> **SELECTED TEXT**
▬▬▬▬▬▬▬▬▬▬

By Heather Brown

MINNEAPOLIS (WCCO) — Americans heard vastly different plans for undocumented immigrants in the United States throughout this political campaign.

Some candidates have said they want to deport only terrorists and criminals, while others say they want to force everyone living in the U.S. illegally to leave.

Despite the candidate’s disagreements, they seem to agree on one thing: the number of undocumented U.S. immigrants is around 11 million.

But how is that population counted? And who are they?

“It’s actually a really difficult number to come about,” said Linus Chan, a clinical professor of immigration law at the University of Minnesota. “At one point it was nine million, others say it’s 12 million and it really depends on how you sample and look at the population.”

Chan says researchers use statistical sampling and interviews. Pew Research Center wrote an article specifically about counting this population.

“Basically, then, our estimate of unauthorized immigrants living in the country is the total number of immigrants living in the country minus the number of immigrants living here legally,” said Jeffrey Passel, a senior demographer with the Pew Research Center.

▬▬▬▬▬▬▬▬▬▬

> **EXCERPTED DATA**
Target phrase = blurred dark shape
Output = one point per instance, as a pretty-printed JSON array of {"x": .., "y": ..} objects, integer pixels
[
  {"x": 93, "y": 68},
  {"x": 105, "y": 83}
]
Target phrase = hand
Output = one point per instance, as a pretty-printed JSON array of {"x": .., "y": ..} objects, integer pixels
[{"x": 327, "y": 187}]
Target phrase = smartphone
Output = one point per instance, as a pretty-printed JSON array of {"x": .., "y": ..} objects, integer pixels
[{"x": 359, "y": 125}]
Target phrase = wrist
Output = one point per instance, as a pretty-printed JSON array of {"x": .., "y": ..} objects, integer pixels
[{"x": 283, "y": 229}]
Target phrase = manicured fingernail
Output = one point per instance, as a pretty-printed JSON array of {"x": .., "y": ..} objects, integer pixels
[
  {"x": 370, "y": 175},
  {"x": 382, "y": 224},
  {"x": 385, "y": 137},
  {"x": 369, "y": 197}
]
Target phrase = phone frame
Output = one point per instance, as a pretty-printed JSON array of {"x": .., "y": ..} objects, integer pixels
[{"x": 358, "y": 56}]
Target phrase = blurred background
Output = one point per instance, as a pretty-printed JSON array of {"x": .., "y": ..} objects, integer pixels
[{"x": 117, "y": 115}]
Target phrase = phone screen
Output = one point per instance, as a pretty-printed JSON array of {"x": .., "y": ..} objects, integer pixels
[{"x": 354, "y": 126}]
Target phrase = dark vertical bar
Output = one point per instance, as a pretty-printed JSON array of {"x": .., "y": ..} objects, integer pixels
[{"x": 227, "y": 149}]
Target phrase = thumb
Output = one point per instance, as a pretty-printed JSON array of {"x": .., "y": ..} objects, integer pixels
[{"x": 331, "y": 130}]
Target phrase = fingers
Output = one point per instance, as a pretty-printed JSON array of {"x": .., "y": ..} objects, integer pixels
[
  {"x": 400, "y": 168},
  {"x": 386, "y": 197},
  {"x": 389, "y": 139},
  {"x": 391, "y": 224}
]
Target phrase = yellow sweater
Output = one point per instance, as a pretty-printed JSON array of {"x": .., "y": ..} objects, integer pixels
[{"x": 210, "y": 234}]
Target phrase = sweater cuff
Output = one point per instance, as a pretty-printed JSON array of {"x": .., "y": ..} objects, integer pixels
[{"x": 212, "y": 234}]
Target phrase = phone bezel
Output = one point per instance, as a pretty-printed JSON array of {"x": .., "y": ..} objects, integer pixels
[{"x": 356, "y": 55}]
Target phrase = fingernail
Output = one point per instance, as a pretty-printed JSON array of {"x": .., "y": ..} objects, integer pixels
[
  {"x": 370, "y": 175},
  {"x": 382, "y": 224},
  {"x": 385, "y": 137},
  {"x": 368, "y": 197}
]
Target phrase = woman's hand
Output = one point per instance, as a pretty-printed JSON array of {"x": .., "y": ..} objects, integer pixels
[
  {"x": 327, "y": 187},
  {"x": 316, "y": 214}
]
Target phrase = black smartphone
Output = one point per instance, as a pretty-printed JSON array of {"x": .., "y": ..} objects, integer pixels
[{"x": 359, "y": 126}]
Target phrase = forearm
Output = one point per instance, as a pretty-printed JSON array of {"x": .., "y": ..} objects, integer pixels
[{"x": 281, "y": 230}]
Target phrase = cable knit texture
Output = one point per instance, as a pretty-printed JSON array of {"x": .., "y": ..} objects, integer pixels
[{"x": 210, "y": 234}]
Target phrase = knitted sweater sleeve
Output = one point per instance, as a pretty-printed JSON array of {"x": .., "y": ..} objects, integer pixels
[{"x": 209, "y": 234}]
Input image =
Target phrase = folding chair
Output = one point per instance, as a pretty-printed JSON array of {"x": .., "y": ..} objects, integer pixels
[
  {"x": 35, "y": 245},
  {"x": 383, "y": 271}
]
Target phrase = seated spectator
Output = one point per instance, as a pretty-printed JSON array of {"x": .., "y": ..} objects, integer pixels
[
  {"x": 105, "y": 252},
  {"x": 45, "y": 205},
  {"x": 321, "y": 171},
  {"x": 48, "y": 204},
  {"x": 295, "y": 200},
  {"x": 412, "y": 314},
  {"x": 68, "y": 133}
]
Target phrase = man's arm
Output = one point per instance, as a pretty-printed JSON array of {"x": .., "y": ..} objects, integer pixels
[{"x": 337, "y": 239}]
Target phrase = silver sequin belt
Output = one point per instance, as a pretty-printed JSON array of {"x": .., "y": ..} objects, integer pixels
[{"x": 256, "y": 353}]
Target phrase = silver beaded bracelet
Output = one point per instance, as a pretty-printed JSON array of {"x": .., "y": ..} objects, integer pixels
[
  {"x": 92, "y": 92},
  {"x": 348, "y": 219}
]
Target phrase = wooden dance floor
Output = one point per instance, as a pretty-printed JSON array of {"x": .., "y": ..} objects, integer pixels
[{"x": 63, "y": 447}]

▬▬▬▬▬▬▬▬▬▬

> **EXERCISE INSTRUCTIONS**
1 - According to the article on counting undocumented immigrants, what job does Linus Chan hold?
2 - Pick up the article on counting undocumented immigrants right after its final sentence and keep writing it.
The items above come from a separate source and have nothing to do with the article.

> **TASK ANSWERS**
1 - He is a clinical professor of immigration law at the University of Minnesota.

2 -
The Migration Policy Institute says the largest group is from Mexico (56 percent), followed by Guatemala (6 percent), El Salvador (4 percent), Honduras (3 percent) and China (3 percent).

Chan says the people coming from Central America are more likely to leave their country due to safety rather than economic issues.

“The reason why those countries have been the biggest drivers in the Central American [countries] is because of the violence in those countries,” Chan says.

The rest of undocumented population comes from other parts of Asia (11 percent), South America (6 percent), Europe/Canada/Oceania (4 percent), Africa (3 percent) and the Caribbean (2 percent).

Chan says there are many ways to become an undocumented immigrant in the U.S. They range from crossing the border illegally, to overstaying a tourist or business visa, to coming on a student visa and staying to work.

“It could be all kinds of different situations,” he said. “There’s a lot of people who are here undocumented that have nothing to do with the southern border or crossing the southern border.”

Over the past decade, the 11 million to 12 million number has remained steady. Chan says that is likely not due to approximately a half-million people deported each year, but rather due to the poor economy in the U.S. during that time period.

About one million U.S. undocumented immigrants are children and about half have lived in the U.S. for more than ten years. An estimated five million children, who are legal U.S. citizens, have an undocumented parent.

But why do many of these people not attempt to gain legal status?

“The laws are not easy. It’s extremely difficult to get legal status,” Chan said.